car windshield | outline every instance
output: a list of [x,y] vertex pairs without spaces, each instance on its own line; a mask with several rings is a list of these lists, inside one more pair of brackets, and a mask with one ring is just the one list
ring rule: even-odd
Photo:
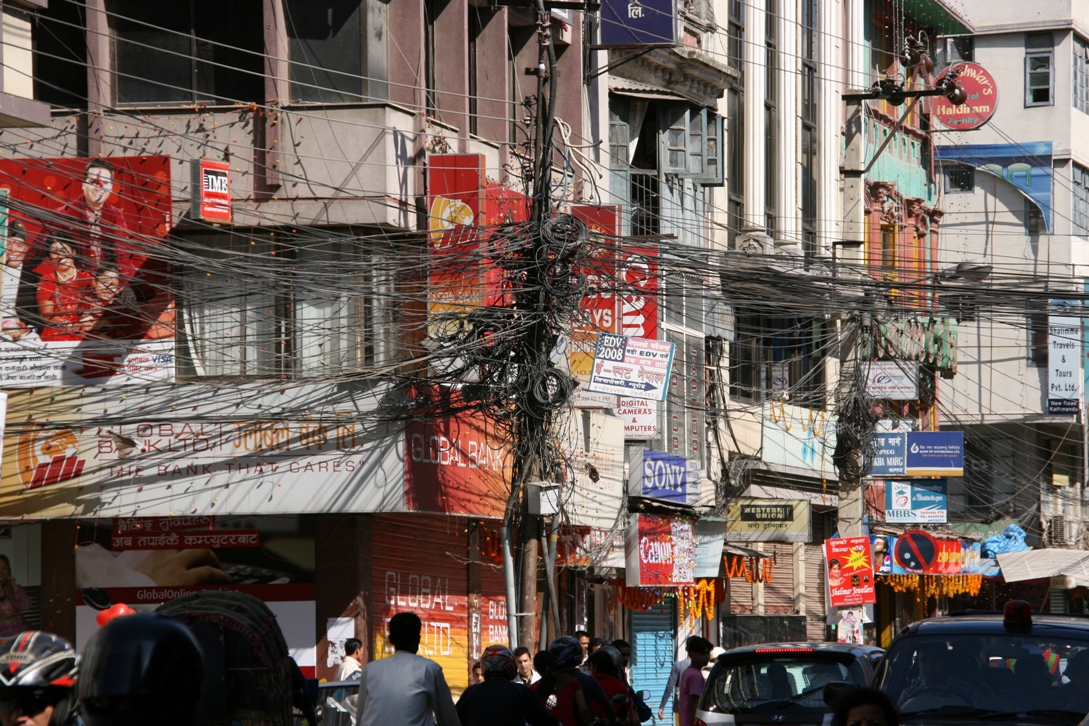
[[941,712],[1080,721],[1089,711],[1089,640],[1034,630],[905,638],[885,656],[881,689],[906,720]]
[[847,665],[817,655],[729,660],[715,669],[720,674],[711,685],[716,711],[825,711],[825,683],[861,682],[861,671],[856,678]]

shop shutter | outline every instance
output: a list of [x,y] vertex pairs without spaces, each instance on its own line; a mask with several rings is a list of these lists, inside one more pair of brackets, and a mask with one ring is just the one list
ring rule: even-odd
[[[500,560],[502,562],[502,560]],[[480,558],[480,642],[489,645],[509,645],[507,627],[507,584],[501,564]]]
[[824,640],[827,614],[824,592],[824,546],[805,546],[805,627],[809,640]]
[[469,578],[466,522],[440,515],[377,515],[373,526],[372,657],[393,654],[389,619],[423,621],[420,655],[442,666],[450,690],[469,685]]
[[[631,614],[631,685],[637,691],[650,691],[646,703],[655,714],[677,657],[676,603],[665,598],[661,609]],[[673,699],[666,704],[665,720],[659,723],[673,723]]]
[[[727,567],[740,567],[745,558],[737,555],[727,555]],[[752,613],[752,583],[744,577],[731,577],[730,581],[730,612],[735,615],[750,615]]]
[[[772,555],[771,582],[764,583],[764,613],[794,613],[794,555],[789,542],[765,542],[764,552]],[[763,565],[762,565],[763,566]]]

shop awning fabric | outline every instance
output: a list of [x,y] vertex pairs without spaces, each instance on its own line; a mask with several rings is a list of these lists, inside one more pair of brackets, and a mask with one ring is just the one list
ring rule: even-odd
[[760,550],[742,547],[741,545],[736,545],[732,542],[727,542],[722,546],[722,554],[739,555],[741,557],[771,557],[770,552],[761,552]]
[[1039,580],[1043,577],[1073,577],[1089,583],[1089,552],[1043,549],[1009,552],[998,556],[1006,582]]

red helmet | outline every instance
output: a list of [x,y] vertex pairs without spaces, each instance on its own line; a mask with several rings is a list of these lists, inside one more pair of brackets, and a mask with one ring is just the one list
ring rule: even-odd
[[[19,633],[0,644],[0,702],[40,712],[53,706],[49,726],[74,719],[76,651],[67,640],[41,630]],[[31,705],[35,704],[35,705]]]
[[514,653],[505,645],[490,645],[480,656],[480,670],[487,678],[489,673],[501,673],[508,681],[518,675],[518,664],[514,662]]

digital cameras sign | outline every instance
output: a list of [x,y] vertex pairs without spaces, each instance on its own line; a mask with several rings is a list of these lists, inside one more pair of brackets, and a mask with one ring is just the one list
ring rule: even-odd
[[193,216],[205,222],[231,221],[231,166],[194,159]]

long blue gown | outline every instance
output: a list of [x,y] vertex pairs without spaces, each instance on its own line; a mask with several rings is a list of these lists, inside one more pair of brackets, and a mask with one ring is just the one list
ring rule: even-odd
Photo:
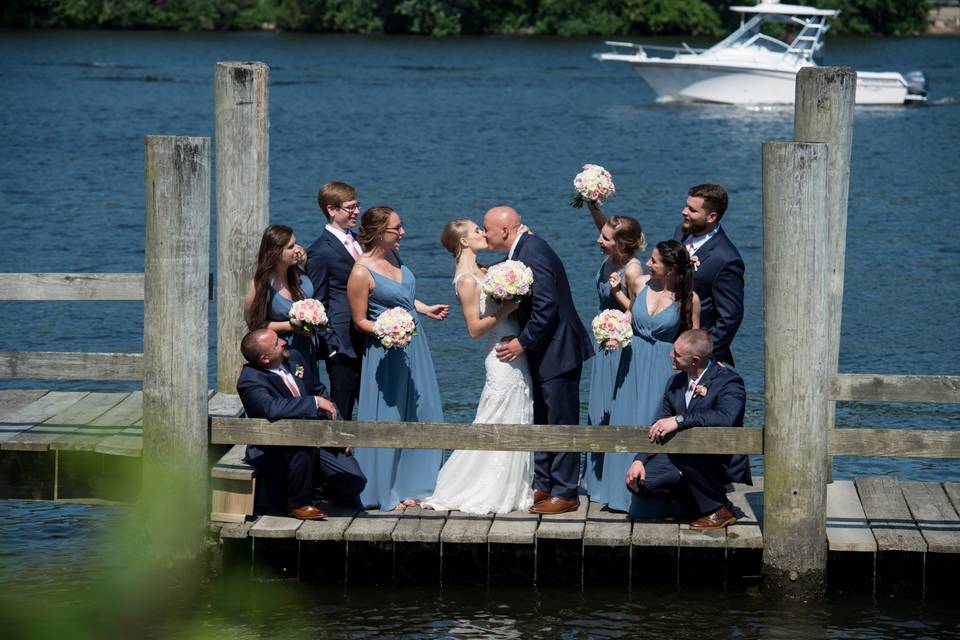
[[[663,402],[673,375],[670,350],[680,332],[680,305],[674,302],[653,316],[647,312],[647,287],[637,294],[631,313],[633,338],[623,350],[614,384],[610,424],[645,429]],[[627,490],[627,469],[635,453],[606,453],[602,464],[588,472],[590,499],[610,509],[628,511],[633,494]]]
[[[313,283],[310,282],[310,278],[308,278],[305,273],[300,274],[300,290],[303,292],[304,298],[313,297]],[[292,300],[285,298],[280,295],[279,291],[270,287],[269,305],[267,307],[268,320],[271,322],[289,322],[290,307],[292,306]],[[308,336],[293,331],[278,332],[277,335],[286,340],[290,348],[299,351],[301,355],[303,355],[304,360],[313,362],[313,358],[310,356],[310,338]]]
[[[433,358],[414,307],[416,278],[402,264],[400,282],[373,270],[370,274],[374,289],[370,292],[367,317],[376,321],[387,309],[403,307],[413,316],[417,335],[404,349],[384,349],[374,336],[367,336],[357,420],[443,422]],[[380,506],[383,510],[408,498],[431,495],[443,463],[439,449],[355,449],[354,455],[367,476],[360,500],[366,507]]]

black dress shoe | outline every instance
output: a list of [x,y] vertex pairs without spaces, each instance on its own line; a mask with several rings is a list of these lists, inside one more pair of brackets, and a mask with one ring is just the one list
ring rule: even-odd
[[327,517],[327,513],[323,509],[318,509],[312,504],[305,504],[302,507],[290,509],[288,513],[291,518],[297,518],[299,520],[323,520]]
[[715,531],[717,529],[723,529],[727,525],[731,525],[737,521],[737,516],[733,515],[733,512],[726,507],[720,507],[713,513],[708,513],[702,518],[698,518],[690,523],[691,529],[696,529],[697,531]]
[[549,500],[549,499],[550,499],[549,491],[540,491],[540,489],[533,490],[533,504],[537,504],[538,502],[543,502],[544,500]]
[[579,506],[580,501],[576,498],[564,500],[557,496],[550,496],[546,500],[541,500],[530,507],[530,511],[532,513],[566,513],[568,511],[576,511]]

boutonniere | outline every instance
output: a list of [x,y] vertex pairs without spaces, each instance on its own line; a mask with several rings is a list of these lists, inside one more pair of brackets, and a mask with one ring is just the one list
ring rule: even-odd
[[[303,378],[303,365],[302,365],[302,364],[298,364],[298,365],[297,365],[297,368],[293,370],[293,375],[297,376],[298,378]],[[704,392],[704,393],[706,393],[706,392]]]
[[693,265],[694,271],[700,270],[700,258],[698,258],[697,256],[690,256],[690,264]]
[[701,398],[705,397],[707,395],[707,388],[702,384],[698,384],[693,388],[693,395],[700,396]]

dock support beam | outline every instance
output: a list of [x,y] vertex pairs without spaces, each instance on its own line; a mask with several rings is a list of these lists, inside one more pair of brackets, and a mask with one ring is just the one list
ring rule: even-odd
[[[827,304],[829,306],[827,363],[830,375],[840,365],[840,324],[843,315],[843,268],[847,248],[847,200],[850,192],[850,155],[853,149],[853,108],[857,101],[857,72],[849,67],[807,67],[797,74],[793,139],[823,142],[827,160]],[[834,428],[837,403],[827,408],[827,429]],[[827,481],[832,478],[828,458]]]
[[764,587],[822,594],[827,563],[827,146],[763,143]]
[[208,512],[210,139],[147,136],[145,155],[143,496],[189,556]]
[[269,67],[218,62],[213,73],[217,135],[217,390],[236,393],[247,332],[243,296],[270,224]]

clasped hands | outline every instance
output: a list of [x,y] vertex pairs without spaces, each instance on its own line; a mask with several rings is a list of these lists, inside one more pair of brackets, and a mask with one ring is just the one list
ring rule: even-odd
[[[660,418],[652,425],[650,425],[650,431],[647,432],[647,438],[650,442],[657,442],[663,444],[671,435],[676,433],[679,425],[677,424],[677,418],[671,416],[669,418]],[[639,460],[634,460],[633,464],[630,465],[630,468],[627,469],[627,486],[630,487],[633,491],[639,491],[639,484],[646,480],[647,470],[643,466],[643,463]]]
[[[330,414],[331,420],[337,419],[337,405],[333,404],[330,400],[327,400],[323,396],[313,396],[314,402],[317,403],[317,413],[321,411],[326,411]],[[345,447],[343,450],[344,453],[350,455],[353,453],[353,447]]]
[[516,336],[504,336],[494,349],[497,352],[497,360],[500,362],[513,362],[524,352],[523,345]]

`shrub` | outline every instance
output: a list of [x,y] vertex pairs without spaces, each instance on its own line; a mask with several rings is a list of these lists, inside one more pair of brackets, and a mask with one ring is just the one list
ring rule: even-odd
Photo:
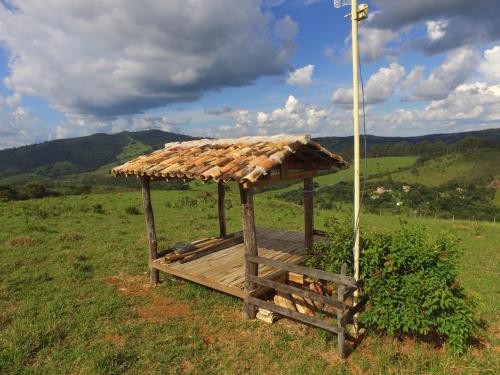
[[[308,264],[338,273],[347,263],[352,270],[351,228],[332,219],[326,241],[314,246]],[[371,332],[437,337],[462,353],[476,323],[474,303],[457,281],[454,239],[403,226],[393,233],[364,233],[361,246],[361,277],[369,297],[361,323]]]
[[125,213],[128,215],[139,215],[140,214],[139,209],[135,206],[128,206],[127,208],[125,208]]

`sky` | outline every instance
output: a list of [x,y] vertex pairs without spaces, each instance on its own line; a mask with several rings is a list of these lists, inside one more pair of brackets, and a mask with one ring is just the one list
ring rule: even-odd
[[[372,0],[369,134],[500,127],[498,0]],[[0,0],[0,149],[161,129],[352,134],[350,7],[331,0]]]

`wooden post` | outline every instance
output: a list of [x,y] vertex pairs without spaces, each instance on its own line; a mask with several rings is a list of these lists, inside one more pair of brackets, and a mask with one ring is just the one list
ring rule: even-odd
[[312,248],[314,243],[313,178],[304,179],[304,249]]
[[[340,268],[340,274],[347,274],[347,264],[342,264]],[[337,286],[337,299],[339,302],[344,303],[345,286],[338,284]],[[344,324],[344,312],[341,309],[337,309],[337,327],[339,333],[337,336],[337,343],[339,349],[340,358],[345,358],[345,324]]]
[[219,208],[219,228],[220,228],[220,237],[226,237],[226,212],[224,210],[224,198],[226,195],[226,192],[224,190],[224,183],[222,181],[219,181],[217,184],[217,190],[218,190],[218,208]]
[[[155,219],[153,216],[153,206],[151,205],[151,193],[149,189],[149,178],[141,176],[142,199],[144,201],[144,215],[146,216],[146,227],[148,229],[149,239],[149,259],[155,260],[158,258],[158,241],[156,240]],[[159,271],[150,269],[150,281],[152,284],[158,284]]]
[[[257,234],[255,232],[255,217],[253,210],[253,195],[252,190],[244,189],[240,185],[241,197],[241,221],[243,224],[243,239],[245,242],[245,255],[258,256],[257,253]],[[249,296],[250,292],[255,289],[255,283],[250,281],[249,276],[257,276],[258,266],[256,263],[249,262],[245,259],[245,294]],[[250,304],[248,301],[243,302],[243,319],[255,319],[257,307]]]

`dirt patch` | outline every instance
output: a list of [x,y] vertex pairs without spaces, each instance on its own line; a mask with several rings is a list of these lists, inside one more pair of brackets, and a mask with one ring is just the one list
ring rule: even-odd
[[5,244],[8,247],[29,247],[35,245],[36,241],[28,236],[20,236],[5,242]]
[[500,180],[499,179],[495,179],[495,180],[491,181],[488,184],[488,188],[490,188],[490,189],[500,189]]
[[116,286],[119,293],[147,297],[145,304],[135,306],[139,320],[159,323],[170,318],[189,317],[191,309],[173,298],[166,298],[155,291],[147,275],[109,276],[105,281]]
[[118,292],[132,296],[148,295],[154,289],[154,286],[144,275],[108,276],[104,280],[115,285]]
[[116,345],[122,345],[123,343],[125,343],[125,339],[123,338],[123,336],[110,333],[109,335],[106,335],[104,337],[95,340],[95,342],[96,343],[111,342]]
[[191,315],[188,306],[171,298],[155,296],[151,302],[135,307],[139,319],[159,323],[169,318],[182,318]]

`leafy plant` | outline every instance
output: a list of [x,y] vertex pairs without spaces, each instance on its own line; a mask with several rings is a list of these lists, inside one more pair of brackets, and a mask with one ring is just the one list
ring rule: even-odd
[[[331,219],[326,241],[307,257],[309,265],[339,272],[352,270],[351,224]],[[464,352],[476,322],[474,302],[457,281],[460,254],[455,240],[431,237],[422,226],[392,233],[364,233],[360,260],[364,293],[369,297],[361,322],[372,332],[431,336]]]

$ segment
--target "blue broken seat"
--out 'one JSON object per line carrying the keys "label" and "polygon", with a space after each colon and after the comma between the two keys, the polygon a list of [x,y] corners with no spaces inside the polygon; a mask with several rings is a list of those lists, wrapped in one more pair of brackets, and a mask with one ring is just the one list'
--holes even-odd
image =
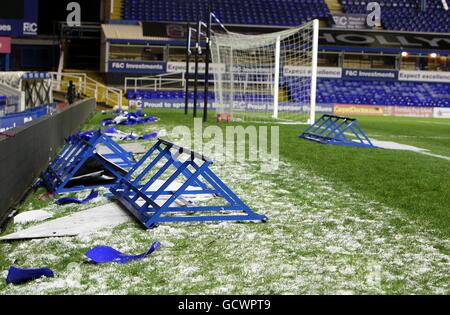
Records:
{"label": "blue broken seat", "polygon": [[348,117],[323,115],[299,137],[323,144],[375,148],[358,120]]}
{"label": "blue broken seat", "polygon": [[[111,192],[146,228],[163,222],[267,221],[214,174],[212,164],[201,154],[158,139]],[[155,185],[158,181],[163,184]],[[217,202],[187,200],[204,195],[216,197],[211,201]]]}
{"label": "blue broken seat", "polygon": [[42,277],[53,278],[54,276],[53,270],[49,268],[22,269],[13,266],[8,270],[6,283],[23,284]]}
{"label": "blue broken seat", "polygon": [[131,261],[146,258],[148,255],[151,255],[155,250],[157,250],[160,246],[161,246],[160,242],[154,242],[149,250],[140,255],[127,255],[109,246],[98,246],[91,249],[84,255],[96,264],[105,264],[114,262],[118,264],[126,264]]}
{"label": "blue broken seat", "polygon": [[[99,154],[99,146],[108,153]],[[100,130],[77,134],[66,140],[66,145],[41,175],[47,189],[55,194],[111,187],[126,175],[136,161]]]}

....

## WHAT YOU NEED TO DO
Each line with "shop" in it must be identified and copied from the material.

## RESULT FOR THIS EXERCISE
shop shutter | outline every instance
shop awning fabric | outline every instance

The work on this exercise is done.